## [SOURCE EXCERPT]
By unleashing capital and finance we were supposed to get an enormous investment boom in real goods and services.
Instead we got a fantasy finance boom as Wall Street marketed derivatives to those with excess capital. We also got the biggest crash since the Great Depression.
Perhaps the most dramatic measure of our emerging billionaire bailout society is seen by
comparing compensation for the top 100 CEOs and to that of average workers (the 100 million or so non-supervisory production workers). In 1970 the ratio was 45 to 1. By 2006 it was 1,723 to one. Another critical feature of the billionaire bailout society is the
creation of institutions that are too big to fail. Historically, our anti-trust division was supposed to prevent that. But it became another casualty of our grand deregulatory experiment. So financial institutions grew to the point where their failure would bring down our system. We tested that idea last fall when we let Lehman Brothers go under: It crashed global financial markets and moved us to the brink of a depression.
So in our billionaire bailout society we bail them out instead of breaking them up. We bail out all of them - not just the basket cases like A.I.G, Citigroup, GM etc. The popular media line is that once a financial institution repays TARP, it no longer is on government welfare. No so.
TARP is only one of the many government bailout programs that pours billions into the coffers of Goldman Sachs, JP Morgan Chase and, Morgan Stanley. Their bottom-lines and bonuses, for example, were fattened when we allowed A.I.G. to pay off its bets (with our money) at par value to these large financial institutions. Had A.I.G. gone under they all would have been on the edge of collapse.

## [REQUEST]
Reproduce the passage on the billionaire bailout society word for word, starting at "Perhaps the most" and ending at "of a depression.". The material that comes after bears no relation to the passage on the billionaire bailout society.

## [RAW DATA]
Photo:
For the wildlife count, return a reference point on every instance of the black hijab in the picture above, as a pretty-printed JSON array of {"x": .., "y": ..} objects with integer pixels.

## [SOLUTION TO THE PROBLEM]
Perhaps the most dramatic measure of our emerging billionaire bailout society is seen by
comparing compensation for the top 100 CEOs and to that of average workers (the 100 million or so non-supervisory production workers). In 1970 the ratio was 45 to 1. By 2006 it was 1,723 to one. Another critical feature of the billionaire bailout society is the
creation of institutions that are too big to fail. Historically, our anti-trust division was supposed to prevent that. But it became another casualty of our grand deregulatory experiment. So financial institutions grew to the point where their failure would bring down our system. We tested that idea last fall when we let Lehman Brothers go under: It crashed global financial markets and moved us to the brink of a depression.